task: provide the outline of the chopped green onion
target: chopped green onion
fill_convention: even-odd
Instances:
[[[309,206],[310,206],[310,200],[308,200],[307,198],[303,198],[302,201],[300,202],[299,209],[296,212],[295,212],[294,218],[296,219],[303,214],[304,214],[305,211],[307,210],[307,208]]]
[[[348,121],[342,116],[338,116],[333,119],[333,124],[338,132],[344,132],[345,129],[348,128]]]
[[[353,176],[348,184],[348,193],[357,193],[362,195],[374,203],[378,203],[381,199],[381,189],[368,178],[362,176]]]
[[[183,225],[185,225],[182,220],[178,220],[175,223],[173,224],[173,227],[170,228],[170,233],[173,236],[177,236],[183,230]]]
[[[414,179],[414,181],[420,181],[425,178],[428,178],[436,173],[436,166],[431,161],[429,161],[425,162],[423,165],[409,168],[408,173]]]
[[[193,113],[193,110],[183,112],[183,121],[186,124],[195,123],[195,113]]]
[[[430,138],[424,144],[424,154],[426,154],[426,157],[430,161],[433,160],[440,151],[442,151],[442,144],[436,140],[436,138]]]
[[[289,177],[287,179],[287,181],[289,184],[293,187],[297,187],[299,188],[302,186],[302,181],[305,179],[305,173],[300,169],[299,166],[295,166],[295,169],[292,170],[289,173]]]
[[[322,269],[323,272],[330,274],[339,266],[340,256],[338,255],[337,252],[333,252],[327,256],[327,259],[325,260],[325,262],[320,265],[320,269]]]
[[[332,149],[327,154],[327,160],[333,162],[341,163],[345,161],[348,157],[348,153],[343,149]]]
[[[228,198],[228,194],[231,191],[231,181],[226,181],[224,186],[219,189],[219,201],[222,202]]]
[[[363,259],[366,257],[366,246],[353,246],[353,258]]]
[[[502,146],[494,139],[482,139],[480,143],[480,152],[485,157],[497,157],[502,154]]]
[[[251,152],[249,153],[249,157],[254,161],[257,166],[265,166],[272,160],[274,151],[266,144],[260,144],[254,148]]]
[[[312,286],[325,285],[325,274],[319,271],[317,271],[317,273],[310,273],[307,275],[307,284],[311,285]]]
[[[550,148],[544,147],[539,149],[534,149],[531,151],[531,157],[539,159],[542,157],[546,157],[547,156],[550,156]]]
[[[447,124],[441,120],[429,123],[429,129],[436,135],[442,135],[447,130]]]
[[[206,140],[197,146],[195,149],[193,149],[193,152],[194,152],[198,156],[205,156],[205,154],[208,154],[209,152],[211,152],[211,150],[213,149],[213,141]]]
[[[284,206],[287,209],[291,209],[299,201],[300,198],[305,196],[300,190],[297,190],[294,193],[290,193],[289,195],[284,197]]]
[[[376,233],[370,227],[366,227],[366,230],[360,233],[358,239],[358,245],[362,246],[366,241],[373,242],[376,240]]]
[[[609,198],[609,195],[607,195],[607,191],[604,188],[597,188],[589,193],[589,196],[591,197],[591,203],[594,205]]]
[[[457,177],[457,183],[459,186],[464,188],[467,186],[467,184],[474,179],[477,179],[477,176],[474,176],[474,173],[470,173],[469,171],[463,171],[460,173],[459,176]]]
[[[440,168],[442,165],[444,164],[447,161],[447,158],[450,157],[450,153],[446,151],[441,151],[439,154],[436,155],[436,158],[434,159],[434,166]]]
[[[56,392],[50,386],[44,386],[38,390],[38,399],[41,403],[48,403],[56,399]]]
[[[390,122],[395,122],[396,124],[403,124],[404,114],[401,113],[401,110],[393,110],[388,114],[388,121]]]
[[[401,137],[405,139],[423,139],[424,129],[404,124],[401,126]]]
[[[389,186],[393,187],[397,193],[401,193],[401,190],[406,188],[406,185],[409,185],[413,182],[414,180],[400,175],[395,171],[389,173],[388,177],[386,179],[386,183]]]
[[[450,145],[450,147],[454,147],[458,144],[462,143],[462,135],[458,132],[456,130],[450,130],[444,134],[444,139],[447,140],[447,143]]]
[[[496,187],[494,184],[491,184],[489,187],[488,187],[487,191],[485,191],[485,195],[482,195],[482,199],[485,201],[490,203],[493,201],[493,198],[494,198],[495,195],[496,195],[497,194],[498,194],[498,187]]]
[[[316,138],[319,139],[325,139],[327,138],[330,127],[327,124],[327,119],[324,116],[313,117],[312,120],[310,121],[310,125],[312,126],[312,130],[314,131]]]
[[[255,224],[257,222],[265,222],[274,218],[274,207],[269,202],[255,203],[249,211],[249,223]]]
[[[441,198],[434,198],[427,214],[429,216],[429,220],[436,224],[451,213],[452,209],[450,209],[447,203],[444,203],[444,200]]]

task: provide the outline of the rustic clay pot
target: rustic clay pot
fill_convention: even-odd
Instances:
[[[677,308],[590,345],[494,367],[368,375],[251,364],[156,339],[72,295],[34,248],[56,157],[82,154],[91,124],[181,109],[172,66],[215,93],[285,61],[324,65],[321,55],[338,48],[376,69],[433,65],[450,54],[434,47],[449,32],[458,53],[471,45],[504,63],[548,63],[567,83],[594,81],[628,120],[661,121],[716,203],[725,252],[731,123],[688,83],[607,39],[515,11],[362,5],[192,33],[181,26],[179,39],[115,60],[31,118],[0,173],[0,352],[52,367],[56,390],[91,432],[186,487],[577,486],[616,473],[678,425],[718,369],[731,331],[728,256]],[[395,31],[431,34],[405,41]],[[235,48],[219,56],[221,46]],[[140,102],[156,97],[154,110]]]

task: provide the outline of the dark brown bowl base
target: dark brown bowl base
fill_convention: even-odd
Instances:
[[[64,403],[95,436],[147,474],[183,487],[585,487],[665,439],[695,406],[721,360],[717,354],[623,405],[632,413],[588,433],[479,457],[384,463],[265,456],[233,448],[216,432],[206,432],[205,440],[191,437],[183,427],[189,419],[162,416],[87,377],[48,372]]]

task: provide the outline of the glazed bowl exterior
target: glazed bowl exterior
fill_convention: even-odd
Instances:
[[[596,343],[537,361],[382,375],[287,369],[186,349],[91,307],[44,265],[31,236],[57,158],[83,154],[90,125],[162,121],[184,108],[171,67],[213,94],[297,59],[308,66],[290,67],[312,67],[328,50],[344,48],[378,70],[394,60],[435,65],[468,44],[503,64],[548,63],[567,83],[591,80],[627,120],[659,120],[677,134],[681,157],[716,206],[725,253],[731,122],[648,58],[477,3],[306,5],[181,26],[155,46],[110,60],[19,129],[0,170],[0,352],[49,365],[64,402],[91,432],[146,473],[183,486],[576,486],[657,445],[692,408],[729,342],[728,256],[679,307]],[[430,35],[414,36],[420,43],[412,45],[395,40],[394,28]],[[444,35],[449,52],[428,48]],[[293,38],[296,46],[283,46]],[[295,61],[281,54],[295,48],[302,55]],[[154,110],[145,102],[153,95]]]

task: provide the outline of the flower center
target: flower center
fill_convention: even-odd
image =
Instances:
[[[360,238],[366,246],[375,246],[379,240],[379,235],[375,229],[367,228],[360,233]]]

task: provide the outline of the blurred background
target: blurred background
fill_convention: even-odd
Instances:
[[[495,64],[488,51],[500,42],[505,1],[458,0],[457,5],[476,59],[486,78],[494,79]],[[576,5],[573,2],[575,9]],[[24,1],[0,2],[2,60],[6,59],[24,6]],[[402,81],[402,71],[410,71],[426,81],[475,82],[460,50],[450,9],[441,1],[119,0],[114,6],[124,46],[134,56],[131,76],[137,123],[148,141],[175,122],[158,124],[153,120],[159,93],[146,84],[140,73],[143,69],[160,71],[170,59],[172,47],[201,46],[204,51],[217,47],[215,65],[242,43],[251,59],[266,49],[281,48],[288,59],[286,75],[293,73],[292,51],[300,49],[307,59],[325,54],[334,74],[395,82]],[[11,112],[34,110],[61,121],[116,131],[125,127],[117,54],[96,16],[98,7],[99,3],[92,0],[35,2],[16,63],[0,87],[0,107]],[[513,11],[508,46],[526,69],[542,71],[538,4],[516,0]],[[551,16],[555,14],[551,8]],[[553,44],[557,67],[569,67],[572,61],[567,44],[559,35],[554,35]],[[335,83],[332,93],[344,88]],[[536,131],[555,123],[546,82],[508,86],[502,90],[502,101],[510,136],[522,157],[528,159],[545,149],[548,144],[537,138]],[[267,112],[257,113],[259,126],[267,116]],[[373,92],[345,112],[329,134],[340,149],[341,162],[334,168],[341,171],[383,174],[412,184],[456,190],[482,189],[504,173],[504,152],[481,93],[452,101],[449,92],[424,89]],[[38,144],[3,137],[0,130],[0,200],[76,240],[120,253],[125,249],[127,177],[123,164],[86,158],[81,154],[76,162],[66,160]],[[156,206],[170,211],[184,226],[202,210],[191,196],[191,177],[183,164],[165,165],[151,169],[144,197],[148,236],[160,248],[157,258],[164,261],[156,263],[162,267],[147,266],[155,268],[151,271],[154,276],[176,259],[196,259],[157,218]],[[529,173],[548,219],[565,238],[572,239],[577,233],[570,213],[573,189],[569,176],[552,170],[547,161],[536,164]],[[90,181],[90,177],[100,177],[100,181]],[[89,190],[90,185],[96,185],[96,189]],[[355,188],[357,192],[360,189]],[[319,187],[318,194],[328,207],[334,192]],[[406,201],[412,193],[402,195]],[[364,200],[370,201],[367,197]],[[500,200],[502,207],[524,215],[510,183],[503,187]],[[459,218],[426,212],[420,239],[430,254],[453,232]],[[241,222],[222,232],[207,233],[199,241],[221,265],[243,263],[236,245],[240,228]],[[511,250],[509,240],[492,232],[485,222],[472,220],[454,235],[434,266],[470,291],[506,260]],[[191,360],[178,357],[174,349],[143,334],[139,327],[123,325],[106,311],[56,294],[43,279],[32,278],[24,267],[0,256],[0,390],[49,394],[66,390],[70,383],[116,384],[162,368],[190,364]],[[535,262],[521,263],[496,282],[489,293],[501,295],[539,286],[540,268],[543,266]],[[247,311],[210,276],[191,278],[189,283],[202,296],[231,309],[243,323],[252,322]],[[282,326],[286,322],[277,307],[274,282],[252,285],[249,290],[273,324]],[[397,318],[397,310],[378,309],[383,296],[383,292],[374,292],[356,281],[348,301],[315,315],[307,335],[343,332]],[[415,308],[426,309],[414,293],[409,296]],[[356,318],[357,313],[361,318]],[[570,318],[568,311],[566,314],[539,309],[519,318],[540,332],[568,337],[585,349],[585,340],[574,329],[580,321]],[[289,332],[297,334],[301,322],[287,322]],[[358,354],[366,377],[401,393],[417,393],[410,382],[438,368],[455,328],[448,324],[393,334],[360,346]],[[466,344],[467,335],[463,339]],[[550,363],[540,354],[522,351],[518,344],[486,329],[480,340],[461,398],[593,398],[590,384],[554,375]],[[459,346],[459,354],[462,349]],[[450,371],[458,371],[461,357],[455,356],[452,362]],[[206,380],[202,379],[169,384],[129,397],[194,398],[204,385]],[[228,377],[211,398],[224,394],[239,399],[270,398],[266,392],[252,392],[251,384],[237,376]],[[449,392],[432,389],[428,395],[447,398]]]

+--

Locate every line in the entries above that contains the word "provide" and copy each one in full. Treat uppercase and lowercase as different.

**WRITTEN RESPONSE**
task: provide the outline of the chopped green onion
task: provide the outline of the rustic clay pot
task: provide the outline of the dark brown bowl base
task: provide the outline of the glazed bowl exterior
task: provide the outline of the flower center
task: provide the outline of the blurred background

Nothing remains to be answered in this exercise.